▶ _Text segment_:

Against a backdrop of shifting political climates, digital transformations, and evolving cultural landscapes, Volume 63 of Studies in Symbolic Interaction offers a timely and incisive exploration of how identities are built, performed, and negotiated within contemporary social worlds, demonstrating the enduring relevance of symbolic interactionism for understanding how individuals make sense of themselves and others.
Across its chapters, contributors examine identity work in both everyday life and specialized contexts - from political self‑fashioning and the negotiation of religious practice to relational dynamics in the act of coming out. Further studies illuminate online identity performance, digital storytelling as a tool for meaning‑making, and the stigmatization faced by people experiencing homelessness. Together the chapters not only reveal the diverse sites and strategies of identity construction but also show how these processes continue to refine and extend symbolic interactionist theory.
This collection is illuminating reading for scholars, students, and practitioners interested in identity and social interaction. By illustrating how identities are continually shaped through interaction, it offers both theoretical advancement and rich empirical insight for those seeking to understand the complexities of selfhood in the contemporary world.
Shing-Ling S. Chen is Professor of Mass Communication in the Department of Communication and Media at the University of Northern Iowa, USA. Trained by Carl J. Couch as a symbolic interactionist, she studies information technologies and social orders, as well as communication processes and social relationships.

▶ _Instruction 1_: In the book description, who trained Shing-Ling S. Chen as a symbolic interactionist?

▶ _Data shown_:
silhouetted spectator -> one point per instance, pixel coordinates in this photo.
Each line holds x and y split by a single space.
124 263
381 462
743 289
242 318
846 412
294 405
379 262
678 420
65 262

▶ _Instruction 2_: Arrange every line of the records as a Markdown table with the columns "Row" and "Line", numbering the rows and leaving out any blank lines.

▶ _Reply 1_: Carl J. Couch

▶ _Reply 2_:
| Row | Line |
|---|---|
| 1 | silhouetted spectator -> one point per instance, pixel coordinates in this photo. |
| 2 | Each line holds x and y split by a single space. |
| 3 | 124 263 |
| 4 | 381 462 |
| 5 | 743 289 |
| 6 | 242 318 |
| 7 | 846 412 |
| 8 | 294 405 |
| 9 | 379 262 |
| 10 | 678 420 |
| 11 | 65 262 |